_Work to do_
Copy out every item below word for word. Omit the pictures from your output.

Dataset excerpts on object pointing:
⟨
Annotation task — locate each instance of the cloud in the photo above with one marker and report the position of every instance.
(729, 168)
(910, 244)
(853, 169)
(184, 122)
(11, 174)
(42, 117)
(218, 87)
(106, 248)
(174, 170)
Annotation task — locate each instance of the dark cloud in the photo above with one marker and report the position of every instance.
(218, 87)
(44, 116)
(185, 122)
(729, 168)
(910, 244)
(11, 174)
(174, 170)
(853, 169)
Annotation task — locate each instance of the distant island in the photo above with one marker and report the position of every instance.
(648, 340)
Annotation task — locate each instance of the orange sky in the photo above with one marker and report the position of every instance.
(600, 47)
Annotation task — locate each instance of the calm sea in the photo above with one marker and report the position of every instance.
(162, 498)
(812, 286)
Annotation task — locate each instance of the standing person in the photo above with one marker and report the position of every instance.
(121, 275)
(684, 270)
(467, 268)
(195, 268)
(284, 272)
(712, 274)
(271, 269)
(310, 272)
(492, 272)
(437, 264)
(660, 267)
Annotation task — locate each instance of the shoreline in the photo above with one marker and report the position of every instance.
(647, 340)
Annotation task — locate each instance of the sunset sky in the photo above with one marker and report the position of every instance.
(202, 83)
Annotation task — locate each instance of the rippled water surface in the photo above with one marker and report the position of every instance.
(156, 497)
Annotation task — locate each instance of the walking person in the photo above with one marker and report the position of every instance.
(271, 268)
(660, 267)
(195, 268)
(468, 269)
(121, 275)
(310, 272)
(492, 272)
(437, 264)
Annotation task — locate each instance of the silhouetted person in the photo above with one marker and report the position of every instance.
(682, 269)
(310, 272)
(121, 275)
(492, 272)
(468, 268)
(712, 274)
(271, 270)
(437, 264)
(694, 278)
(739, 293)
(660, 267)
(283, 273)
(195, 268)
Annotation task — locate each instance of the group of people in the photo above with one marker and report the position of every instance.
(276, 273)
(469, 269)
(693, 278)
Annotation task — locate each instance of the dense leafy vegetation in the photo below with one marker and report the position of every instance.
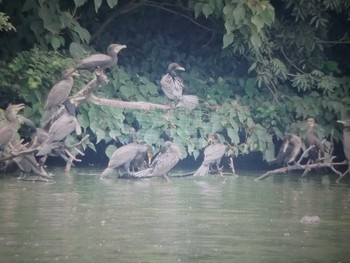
(259, 67)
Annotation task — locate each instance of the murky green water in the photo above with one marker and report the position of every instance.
(80, 218)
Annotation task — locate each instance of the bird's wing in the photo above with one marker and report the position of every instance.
(214, 152)
(93, 61)
(178, 86)
(58, 93)
(165, 163)
(172, 87)
(62, 127)
(123, 155)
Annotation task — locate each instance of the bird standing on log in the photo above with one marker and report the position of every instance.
(60, 129)
(123, 156)
(10, 125)
(172, 86)
(139, 160)
(101, 61)
(57, 95)
(167, 158)
(213, 154)
(346, 141)
(289, 150)
(317, 152)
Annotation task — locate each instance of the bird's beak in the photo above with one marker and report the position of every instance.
(285, 145)
(20, 106)
(180, 68)
(76, 74)
(119, 47)
(149, 157)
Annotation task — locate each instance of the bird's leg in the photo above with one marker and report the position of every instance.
(166, 177)
(219, 169)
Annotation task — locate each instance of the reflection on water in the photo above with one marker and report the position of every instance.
(80, 218)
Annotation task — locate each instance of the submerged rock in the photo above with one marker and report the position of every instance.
(310, 219)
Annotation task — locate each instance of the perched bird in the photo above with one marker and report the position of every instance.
(172, 86)
(213, 154)
(346, 140)
(60, 129)
(123, 156)
(311, 139)
(167, 158)
(10, 125)
(289, 150)
(139, 160)
(57, 95)
(101, 61)
(28, 164)
(38, 136)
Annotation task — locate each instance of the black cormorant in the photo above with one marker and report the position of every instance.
(317, 152)
(101, 60)
(10, 126)
(213, 154)
(57, 95)
(289, 150)
(166, 159)
(172, 86)
(139, 160)
(346, 140)
(123, 156)
(60, 129)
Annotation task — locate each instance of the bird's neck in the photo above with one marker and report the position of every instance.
(172, 73)
(11, 117)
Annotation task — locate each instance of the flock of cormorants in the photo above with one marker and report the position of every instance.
(59, 121)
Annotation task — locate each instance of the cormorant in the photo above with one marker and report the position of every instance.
(317, 151)
(10, 125)
(172, 86)
(100, 60)
(346, 140)
(60, 129)
(28, 164)
(167, 158)
(57, 95)
(123, 156)
(289, 150)
(213, 154)
(139, 160)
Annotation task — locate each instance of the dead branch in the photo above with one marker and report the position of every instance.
(304, 167)
(126, 104)
(85, 95)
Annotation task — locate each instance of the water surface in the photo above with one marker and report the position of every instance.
(80, 218)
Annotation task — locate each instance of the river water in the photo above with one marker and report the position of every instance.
(80, 218)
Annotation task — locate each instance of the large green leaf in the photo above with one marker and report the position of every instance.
(112, 3)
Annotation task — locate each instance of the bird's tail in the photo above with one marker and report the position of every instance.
(188, 101)
(47, 118)
(45, 149)
(106, 173)
(202, 170)
(143, 173)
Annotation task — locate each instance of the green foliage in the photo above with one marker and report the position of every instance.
(5, 25)
(30, 75)
(258, 75)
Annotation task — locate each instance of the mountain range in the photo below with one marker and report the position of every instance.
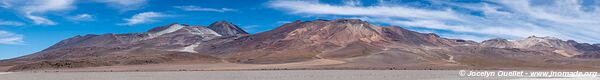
(318, 44)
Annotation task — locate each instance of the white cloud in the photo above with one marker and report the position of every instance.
(125, 5)
(352, 2)
(11, 23)
(34, 9)
(197, 8)
(82, 17)
(40, 20)
(10, 38)
(506, 19)
(145, 17)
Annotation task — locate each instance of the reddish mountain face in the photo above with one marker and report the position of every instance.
(353, 42)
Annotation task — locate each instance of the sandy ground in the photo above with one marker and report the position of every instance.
(199, 67)
(266, 75)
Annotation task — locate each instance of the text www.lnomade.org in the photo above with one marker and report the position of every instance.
(466, 73)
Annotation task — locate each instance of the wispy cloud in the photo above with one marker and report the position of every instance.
(197, 8)
(145, 17)
(505, 19)
(82, 17)
(10, 23)
(10, 38)
(34, 10)
(125, 5)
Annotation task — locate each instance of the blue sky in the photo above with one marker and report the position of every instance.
(28, 26)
⟩
_Solution to this exercise_
Annotation task — locate each instance of the cloud in the photo above with one marker and report the position of every instance.
(729, 168)
(910, 244)
(853, 169)
(184, 122)
(11, 174)
(42, 117)
(218, 87)
(106, 248)
(174, 170)
Annotation task — locate each instance of the dark cloud in the photo above with one marker and report the position of every instance.
(218, 87)
(44, 116)
(185, 122)
(729, 168)
(910, 244)
(11, 174)
(174, 170)
(853, 169)
Annotation task — locate each instance of the distant island in the photo above with one marker and report the position of every instance.
(648, 340)
Annotation task — locate each instance of the orange sky in the photo above with one marker and report the position of every instance.
(600, 47)
Annotation task — locate each instance of the calm sea in the photo above with one marker and report the position of every instance.
(162, 498)
(812, 286)
Annotation task — locate each instance of the standing person in the photo above with one marker and report the position of every instance.
(121, 275)
(684, 270)
(467, 268)
(195, 268)
(284, 272)
(712, 274)
(271, 269)
(310, 272)
(492, 272)
(437, 264)
(660, 267)
Annotation task — locate each instance of the shoreline in the photo above with one marker and report the position of every instance.
(647, 340)
Annotation task — locate each instance of the sunset sky in the photo above with one marker and report the position of every instance.
(202, 83)
Annotation task — locate each instance of the rippled water surface in the photo above with one marker and report the position of every instance.
(156, 497)
Annotation task — locate each instance of the walking person in the photo above with one marker and report the position of every instance.
(271, 268)
(660, 267)
(195, 268)
(468, 269)
(121, 275)
(310, 272)
(492, 272)
(437, 264)
Annotation task — locate each instance of the silhouetted person in the photo above with one marker and report the position of every instance.
(682, 269)
(310, 272)
(121, 275)
(492, 272)
(468, 268)
(712, 274)
(271, 270)
(437, 264)
(694, 278)
(739, 293)
(660, 267)
(283, 273)
(195, 268)
Annotation task — locate each instance of the group of people in the photo above with one marker and report the position of every instance.
(276, 273)
(469, 269)
(693, 278)
Annotation task — locate each instance of the dense leafy vegetation in the photo below with one marker and report the position of every instance.
(259, 67)
Annotation task — locate each instance of the murky green water in the photo above with one marker and report the position of every instance.
(80, 218)
Annotation task — locate each instance of the bird's wing in the photo above with one marker and report the position of every instance.
(214, 152)
(93, 61)
(178, 86)
(58, 93)
(165, 163)
(172, 87)
(62, 127)
(123, 155)
Annotation task — locate each instance of the bird standing on log in the photo above with one marker and report the position of every instance.
(60, 129)
(123, 156)
(10, 125)
(172, 86)
(139, 160)
(101, 61)
(57, 95)
(167, 158)
(213, 154)
(346, 141)
(289, 150)
(317, 152)
Annotation task — locate each instance of the bird's beak in the photo above with one marker and report the position of every instance.
(285, 145)
(20, 106)
(180, 68)
(76, 74)
(119, 47)
(149, 157)
Annotation task — locate each instance of the bird's leg in the photo above with one marker and report the position of every instance.
(166, 177)
(219, 169)
Annotation task — locate each instance of the reflection on water in the photo above with one marker and report the position of every instance.
(80, 218)
Annotation task — locate each instance of the submerged rock in the photo above with one marker and report the position of every instance.
(310, 219)
Annotation task — locate each instance of the perched bird in the photo above with one marker and report the position of every instance.
(172, 86)
(213, 154)
(346, 140)
(60, 129)
(123, 156)
(311, 139)
(167, 158)
(10, 125)
(289, 150)
(139, 160)
(57, 95)
(101, 61)
(28, 164)
(38, 136)
Annotation task — locate each instance of the black cormorant in the photo above with one marker and report the position of every instance.
(317, 152)
(101, 60)
(10, 126)
(213, 154)
(57, 95)
(289, 150)
(166, 159)
(172, 86)
(139, 160)
(346, 140)
(123, 156)
(60, 129)
Annotation task — locate each instance of the bird's neck in the photo above with one marker and report the position of every instance.
(172, 73)
(11, 117)
Annotation task — locate each instance of the flock of cormorants in the photo above with one marker and report the position of every instance.
(59, 121)
Annotation task — locate each instance of the cormorant in the photo above with one marker and report the position of every instance.
(317, 151)
(10, 125)
(172, 86)
(100, 60)
(346, 140)
(60, 129)
(28, 164)
(167, 158)
(57, 95)
(123, 156)
(289, 150)
(213, 154)
(139, 160)
Annotation task — locate each instance of the dead branch in the photo above with one marker and report the position of every instance.
(304, 167)
(126, 104)
(85, 95)
Annotation task — locate each instance of the water surface in the photo above with one marker and report the position of every instance.
(80, 218)
Annotation task — locate each instance of the river water in the photo above with one marker and report the position of every instance.
(80, 218)
Annotation task — locate each instance of the large green leaf in the photo above with one marker and report the position of every instance.
(112, 3)
Annotation task — locate each instance of the bird's tail in the photo above with one marker and report the position of every instance.
(188, 101)
(47, 118)
(45, 149)
(106, 173)
(202, 170)
(143, 173)
Annotation task — locate each instance of the green foliage in the photo above with one marker and report the position of every instance.
(5, 25)
(30, 75)
(258, 75)
Annotation task — locate each instance of the mountain range in the photo below with one marker and report the position of every instance.
(318, 44)
Annotation task — locate each instance of the white cloud in the photo above with one marker and report the position of every instance.
(125, 5)
(352, 2)
(11, 23)
(34, 9)
(197, 8)
(82, 17)
(40, 20)
(10, 38)
(506, 19)
(145, 17)
Annotation task — locate each instance of the reddish mountain face in the photo above with one marker and report the position of every instance.
(353, 42)
Annotation task — locate each instance of the sandy ground in the photo above with one marker and report the position of every instance.
(199, 67)
(266, 75)
Annotation task — locate each instance of the text www.lnomade.org in the photo above with one marker and report the position of every instance.
(466, 73)
Annotation task — locate each instance of the wispy cloud in the photo above with one marker and report the position of every instance.
(197, 8)
(145, 17)
(505, 19)
(82, 17)
(10, 23)
(10, 38)
(34, 10)
(125, 5)
Annotation task — locate each instance of the blue sky in the photo above with one marker and report the position of every instance.
(28, 26)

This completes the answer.